Assignment — Pull every line containing the word "railing" from the records.

Data for review —
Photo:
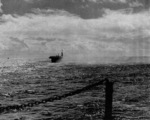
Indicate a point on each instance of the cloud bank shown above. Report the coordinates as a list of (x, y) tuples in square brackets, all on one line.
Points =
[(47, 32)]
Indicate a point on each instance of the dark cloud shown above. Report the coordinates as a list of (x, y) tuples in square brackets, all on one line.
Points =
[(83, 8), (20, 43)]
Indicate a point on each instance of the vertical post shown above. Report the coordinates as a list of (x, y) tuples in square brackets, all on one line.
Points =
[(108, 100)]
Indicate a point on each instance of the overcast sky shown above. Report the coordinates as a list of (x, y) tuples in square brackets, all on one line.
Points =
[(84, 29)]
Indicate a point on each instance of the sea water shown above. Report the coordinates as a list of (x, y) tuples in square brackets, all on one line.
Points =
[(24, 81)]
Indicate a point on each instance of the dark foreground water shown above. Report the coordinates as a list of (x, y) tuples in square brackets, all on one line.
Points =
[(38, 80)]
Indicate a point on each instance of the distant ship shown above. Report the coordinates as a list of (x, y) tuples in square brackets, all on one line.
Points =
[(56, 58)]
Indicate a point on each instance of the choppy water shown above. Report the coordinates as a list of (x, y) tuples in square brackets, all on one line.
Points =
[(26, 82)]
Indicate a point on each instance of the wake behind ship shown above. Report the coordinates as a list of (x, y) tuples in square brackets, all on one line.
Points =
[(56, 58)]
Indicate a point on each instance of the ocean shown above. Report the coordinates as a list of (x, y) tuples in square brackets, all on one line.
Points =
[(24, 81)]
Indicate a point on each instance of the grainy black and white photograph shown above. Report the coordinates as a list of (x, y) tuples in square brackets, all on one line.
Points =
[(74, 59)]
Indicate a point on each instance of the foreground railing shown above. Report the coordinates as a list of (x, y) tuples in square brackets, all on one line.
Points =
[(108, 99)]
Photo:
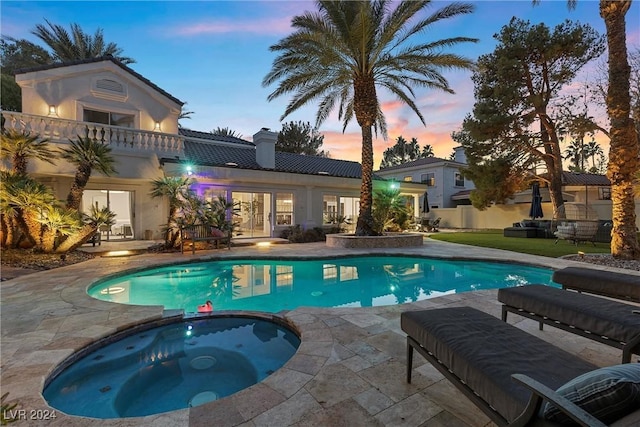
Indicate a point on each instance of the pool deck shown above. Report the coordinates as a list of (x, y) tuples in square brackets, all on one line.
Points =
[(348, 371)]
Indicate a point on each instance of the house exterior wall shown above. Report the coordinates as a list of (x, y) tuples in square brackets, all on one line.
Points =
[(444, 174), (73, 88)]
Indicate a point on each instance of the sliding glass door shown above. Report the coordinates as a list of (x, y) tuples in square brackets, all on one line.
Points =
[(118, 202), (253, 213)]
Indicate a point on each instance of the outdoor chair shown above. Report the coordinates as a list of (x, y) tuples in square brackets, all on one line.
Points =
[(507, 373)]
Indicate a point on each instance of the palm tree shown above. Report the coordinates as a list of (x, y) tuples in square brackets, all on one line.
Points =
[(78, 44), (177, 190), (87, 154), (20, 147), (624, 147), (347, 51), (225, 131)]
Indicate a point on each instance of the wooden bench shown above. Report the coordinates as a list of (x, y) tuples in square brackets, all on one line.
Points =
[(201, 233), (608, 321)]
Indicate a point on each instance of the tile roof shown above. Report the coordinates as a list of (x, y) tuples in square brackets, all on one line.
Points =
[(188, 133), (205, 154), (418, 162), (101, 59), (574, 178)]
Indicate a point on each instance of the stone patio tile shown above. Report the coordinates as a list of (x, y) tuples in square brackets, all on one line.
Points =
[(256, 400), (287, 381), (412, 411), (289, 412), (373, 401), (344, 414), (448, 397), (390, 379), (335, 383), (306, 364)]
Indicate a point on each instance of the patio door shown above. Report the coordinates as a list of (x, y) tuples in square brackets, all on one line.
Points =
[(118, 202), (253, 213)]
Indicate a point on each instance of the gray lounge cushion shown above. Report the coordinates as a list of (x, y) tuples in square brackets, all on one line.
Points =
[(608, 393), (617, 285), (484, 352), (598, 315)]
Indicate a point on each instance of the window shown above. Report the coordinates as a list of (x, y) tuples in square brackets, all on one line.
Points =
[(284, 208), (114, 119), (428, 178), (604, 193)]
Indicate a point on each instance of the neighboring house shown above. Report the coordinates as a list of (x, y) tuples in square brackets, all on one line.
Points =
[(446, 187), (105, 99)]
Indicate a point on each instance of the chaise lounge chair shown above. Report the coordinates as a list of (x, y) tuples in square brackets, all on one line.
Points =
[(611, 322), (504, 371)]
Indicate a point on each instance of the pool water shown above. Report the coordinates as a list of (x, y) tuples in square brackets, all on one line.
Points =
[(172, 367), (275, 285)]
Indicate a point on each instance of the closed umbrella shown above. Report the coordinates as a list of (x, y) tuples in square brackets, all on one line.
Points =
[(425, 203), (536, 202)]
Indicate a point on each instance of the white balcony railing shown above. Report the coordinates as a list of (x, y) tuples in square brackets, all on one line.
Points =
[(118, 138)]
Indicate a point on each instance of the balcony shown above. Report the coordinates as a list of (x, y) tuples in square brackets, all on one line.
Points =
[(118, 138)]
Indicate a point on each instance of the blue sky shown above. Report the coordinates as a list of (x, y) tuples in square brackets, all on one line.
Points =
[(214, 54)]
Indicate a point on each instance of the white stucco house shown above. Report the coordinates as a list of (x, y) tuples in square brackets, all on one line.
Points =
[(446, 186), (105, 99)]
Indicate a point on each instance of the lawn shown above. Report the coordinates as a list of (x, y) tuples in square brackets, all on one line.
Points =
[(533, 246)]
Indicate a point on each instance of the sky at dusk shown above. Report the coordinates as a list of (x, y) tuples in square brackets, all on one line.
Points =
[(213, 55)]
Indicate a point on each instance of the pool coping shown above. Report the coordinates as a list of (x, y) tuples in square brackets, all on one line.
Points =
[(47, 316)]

---

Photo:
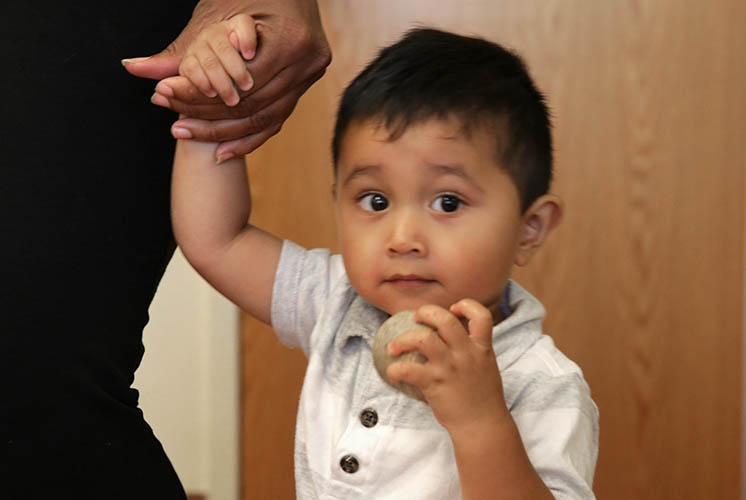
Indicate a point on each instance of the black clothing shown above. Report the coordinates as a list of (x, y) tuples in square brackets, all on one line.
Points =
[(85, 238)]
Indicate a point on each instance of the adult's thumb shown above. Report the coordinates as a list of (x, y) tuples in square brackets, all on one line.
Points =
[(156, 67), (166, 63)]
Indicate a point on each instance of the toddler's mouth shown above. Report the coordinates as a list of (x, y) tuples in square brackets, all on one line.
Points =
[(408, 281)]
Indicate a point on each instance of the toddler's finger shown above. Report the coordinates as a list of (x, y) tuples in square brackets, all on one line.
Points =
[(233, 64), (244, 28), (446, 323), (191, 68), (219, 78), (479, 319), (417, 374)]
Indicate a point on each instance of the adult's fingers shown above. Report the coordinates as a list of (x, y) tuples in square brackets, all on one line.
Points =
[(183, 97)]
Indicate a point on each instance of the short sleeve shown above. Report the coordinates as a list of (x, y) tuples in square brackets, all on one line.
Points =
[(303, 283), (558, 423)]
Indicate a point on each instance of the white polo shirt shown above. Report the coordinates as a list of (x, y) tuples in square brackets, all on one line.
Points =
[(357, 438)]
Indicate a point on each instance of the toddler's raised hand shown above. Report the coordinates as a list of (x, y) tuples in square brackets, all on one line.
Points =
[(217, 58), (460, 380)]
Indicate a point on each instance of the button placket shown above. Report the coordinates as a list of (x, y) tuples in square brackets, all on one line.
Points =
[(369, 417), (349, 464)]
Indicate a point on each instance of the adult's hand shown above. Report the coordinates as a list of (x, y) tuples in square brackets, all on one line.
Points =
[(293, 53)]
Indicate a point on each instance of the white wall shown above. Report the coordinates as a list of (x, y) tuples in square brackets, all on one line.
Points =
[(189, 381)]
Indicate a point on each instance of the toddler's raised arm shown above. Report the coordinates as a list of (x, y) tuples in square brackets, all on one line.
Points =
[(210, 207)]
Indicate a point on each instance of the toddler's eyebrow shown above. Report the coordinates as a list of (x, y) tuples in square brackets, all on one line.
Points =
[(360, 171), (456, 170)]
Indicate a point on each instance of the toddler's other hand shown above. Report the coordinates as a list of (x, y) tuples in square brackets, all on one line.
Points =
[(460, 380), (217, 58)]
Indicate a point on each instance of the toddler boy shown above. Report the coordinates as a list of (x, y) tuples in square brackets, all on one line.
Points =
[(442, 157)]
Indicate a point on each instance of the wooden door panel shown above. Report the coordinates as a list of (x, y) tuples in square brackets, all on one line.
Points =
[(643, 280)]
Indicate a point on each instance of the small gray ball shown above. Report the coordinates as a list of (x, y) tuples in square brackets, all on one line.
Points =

Written response —
Indicate a point on each instance of the foreground railing shown above. Report the coordinates as a list of (x, y) tuples in square brackets, all on one line.
Indicate a point on each instance of the white balcony railing shown above. Report the coordinates as a list of (x, y) tuples in square brackets, all on one line.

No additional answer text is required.